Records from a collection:
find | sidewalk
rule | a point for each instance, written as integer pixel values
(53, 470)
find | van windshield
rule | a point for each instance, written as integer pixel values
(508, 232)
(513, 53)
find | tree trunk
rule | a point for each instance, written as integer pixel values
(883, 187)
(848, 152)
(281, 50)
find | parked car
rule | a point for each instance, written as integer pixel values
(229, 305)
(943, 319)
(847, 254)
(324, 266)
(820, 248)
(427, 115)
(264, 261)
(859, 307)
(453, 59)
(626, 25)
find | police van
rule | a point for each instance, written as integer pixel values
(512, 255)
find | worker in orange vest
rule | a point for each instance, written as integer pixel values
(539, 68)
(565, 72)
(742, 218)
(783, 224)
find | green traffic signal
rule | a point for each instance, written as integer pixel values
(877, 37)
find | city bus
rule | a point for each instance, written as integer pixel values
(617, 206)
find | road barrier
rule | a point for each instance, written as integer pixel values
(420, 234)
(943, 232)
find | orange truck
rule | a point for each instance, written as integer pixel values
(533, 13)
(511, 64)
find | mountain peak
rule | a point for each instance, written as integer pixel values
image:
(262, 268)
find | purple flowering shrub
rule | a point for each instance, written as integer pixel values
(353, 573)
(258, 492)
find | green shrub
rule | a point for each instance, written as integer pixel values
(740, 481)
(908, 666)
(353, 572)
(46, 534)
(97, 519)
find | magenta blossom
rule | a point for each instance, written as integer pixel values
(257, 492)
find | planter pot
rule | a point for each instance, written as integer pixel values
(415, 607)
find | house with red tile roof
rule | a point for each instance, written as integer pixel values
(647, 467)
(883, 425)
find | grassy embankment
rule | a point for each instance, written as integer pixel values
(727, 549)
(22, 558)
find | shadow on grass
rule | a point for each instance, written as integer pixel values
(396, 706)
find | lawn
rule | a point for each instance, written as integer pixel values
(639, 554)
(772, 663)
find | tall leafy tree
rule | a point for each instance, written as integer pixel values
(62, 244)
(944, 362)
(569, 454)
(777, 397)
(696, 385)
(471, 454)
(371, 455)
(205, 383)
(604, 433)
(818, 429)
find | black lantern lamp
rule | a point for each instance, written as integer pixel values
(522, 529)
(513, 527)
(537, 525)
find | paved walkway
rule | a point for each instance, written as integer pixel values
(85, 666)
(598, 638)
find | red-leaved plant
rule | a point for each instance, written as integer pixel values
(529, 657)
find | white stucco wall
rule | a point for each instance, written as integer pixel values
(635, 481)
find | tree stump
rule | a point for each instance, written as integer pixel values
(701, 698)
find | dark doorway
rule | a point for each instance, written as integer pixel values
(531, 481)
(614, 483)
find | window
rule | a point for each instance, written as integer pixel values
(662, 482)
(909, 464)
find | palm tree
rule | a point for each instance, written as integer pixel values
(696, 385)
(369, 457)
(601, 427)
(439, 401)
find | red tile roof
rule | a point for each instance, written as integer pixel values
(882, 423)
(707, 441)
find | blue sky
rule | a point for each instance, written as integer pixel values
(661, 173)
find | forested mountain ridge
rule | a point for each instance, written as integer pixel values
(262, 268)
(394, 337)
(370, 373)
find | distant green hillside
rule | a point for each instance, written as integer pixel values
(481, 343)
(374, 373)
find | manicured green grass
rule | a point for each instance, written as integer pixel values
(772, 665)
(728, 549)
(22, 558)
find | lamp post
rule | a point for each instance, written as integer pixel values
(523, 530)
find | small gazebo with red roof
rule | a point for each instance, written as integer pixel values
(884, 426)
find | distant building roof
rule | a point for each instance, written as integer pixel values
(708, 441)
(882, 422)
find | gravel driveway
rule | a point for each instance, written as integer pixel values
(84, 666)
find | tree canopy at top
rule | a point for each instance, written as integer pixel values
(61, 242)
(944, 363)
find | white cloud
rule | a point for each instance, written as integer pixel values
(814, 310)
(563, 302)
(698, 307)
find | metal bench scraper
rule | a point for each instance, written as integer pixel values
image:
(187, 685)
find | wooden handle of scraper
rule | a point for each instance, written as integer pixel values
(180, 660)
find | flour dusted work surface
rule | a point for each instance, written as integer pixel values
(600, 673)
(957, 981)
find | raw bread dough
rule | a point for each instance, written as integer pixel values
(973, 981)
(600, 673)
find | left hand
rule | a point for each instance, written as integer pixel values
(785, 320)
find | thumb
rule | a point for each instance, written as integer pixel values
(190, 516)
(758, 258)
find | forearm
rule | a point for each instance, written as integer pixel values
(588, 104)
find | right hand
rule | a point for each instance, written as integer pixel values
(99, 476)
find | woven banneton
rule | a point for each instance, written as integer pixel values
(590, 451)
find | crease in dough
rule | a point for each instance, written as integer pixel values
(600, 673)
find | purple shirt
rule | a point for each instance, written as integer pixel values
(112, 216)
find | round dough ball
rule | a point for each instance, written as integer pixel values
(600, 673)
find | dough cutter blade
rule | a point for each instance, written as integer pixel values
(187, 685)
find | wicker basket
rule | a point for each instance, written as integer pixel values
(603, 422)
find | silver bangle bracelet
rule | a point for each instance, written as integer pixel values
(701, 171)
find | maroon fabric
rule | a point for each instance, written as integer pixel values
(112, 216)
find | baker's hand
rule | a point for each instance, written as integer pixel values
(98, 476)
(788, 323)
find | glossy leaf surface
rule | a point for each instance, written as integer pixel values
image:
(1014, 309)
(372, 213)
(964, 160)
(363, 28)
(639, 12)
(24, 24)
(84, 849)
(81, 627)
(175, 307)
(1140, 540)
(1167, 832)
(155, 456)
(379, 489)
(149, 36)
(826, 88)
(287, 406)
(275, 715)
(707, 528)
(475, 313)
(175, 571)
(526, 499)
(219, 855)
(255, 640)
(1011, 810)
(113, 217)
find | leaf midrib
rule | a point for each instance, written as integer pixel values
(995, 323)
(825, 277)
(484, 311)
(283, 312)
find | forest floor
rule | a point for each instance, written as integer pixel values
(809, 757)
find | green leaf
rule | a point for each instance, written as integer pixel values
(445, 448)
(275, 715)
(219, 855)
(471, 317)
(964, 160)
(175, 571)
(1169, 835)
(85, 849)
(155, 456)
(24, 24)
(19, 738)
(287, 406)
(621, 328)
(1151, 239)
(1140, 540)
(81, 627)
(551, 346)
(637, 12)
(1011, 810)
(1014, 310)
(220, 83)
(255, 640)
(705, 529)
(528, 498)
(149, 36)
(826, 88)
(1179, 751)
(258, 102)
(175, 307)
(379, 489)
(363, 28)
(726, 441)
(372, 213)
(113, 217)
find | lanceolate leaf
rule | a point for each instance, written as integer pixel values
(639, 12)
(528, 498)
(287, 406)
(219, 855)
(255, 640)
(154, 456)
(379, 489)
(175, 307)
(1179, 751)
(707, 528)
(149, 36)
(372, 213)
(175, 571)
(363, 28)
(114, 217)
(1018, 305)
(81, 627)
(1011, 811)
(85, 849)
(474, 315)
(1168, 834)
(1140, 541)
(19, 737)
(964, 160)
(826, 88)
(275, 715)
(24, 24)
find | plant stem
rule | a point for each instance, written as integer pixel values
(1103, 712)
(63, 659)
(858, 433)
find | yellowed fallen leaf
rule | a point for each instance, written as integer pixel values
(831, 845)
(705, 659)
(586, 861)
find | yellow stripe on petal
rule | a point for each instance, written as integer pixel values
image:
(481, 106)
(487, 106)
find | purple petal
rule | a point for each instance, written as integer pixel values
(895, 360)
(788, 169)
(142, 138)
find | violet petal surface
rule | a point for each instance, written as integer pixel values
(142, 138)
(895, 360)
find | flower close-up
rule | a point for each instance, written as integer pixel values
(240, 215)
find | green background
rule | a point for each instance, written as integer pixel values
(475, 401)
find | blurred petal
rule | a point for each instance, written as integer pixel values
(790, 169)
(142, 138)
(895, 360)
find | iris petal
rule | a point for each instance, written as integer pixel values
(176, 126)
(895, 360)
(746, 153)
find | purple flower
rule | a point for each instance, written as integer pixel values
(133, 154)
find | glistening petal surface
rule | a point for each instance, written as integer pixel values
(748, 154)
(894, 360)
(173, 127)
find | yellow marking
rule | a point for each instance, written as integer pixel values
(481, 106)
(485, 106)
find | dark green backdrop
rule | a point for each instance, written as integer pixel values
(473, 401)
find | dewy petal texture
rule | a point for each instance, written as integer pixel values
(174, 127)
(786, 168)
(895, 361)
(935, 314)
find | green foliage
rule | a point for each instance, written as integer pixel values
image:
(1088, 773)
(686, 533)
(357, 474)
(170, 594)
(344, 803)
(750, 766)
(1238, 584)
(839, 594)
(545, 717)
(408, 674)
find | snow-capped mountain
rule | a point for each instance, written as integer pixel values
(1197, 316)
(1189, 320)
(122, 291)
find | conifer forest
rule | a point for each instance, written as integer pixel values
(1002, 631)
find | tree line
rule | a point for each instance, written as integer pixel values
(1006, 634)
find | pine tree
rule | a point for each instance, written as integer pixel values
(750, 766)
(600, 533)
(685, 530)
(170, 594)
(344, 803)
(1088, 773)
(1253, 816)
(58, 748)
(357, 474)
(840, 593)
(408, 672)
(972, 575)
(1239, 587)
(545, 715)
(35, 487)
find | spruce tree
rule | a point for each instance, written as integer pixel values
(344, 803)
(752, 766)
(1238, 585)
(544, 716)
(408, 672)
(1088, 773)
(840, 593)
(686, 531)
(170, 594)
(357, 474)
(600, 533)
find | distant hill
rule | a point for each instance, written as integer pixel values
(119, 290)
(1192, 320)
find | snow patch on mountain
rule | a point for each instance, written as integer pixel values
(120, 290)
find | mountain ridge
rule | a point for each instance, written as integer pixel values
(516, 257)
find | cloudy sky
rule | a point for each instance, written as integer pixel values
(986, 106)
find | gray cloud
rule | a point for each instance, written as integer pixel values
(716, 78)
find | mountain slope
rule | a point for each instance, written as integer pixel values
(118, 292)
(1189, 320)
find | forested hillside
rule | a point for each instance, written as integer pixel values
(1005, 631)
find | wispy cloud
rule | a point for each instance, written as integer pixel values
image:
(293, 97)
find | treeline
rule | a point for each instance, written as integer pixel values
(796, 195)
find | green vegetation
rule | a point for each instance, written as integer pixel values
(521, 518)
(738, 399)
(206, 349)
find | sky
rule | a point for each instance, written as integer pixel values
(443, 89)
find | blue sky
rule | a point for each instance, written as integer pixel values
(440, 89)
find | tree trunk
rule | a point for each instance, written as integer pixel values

**REQUIREMENTS**
Recast the lines of the records from the line containing "find | gray cloud" up to and including the line containing "(1005, 631)" as a JSON list of strings, with one string per line and any blank lines omitted.

**EXERCISE RESPONSE**
[
  "find | gray cloud",
  "rule | a point for each instance, written as integer pixel values",
  "(716, 78)",
  "find | mountain slope",
  "rule | a point for each instance, written as integer pixel values",
  "(118, 292)",
  "(1189, 320)",
  "find | forested hillside",
  "rule | a point for each instance, written as integer pixel values",
  "(1005, 631)"
]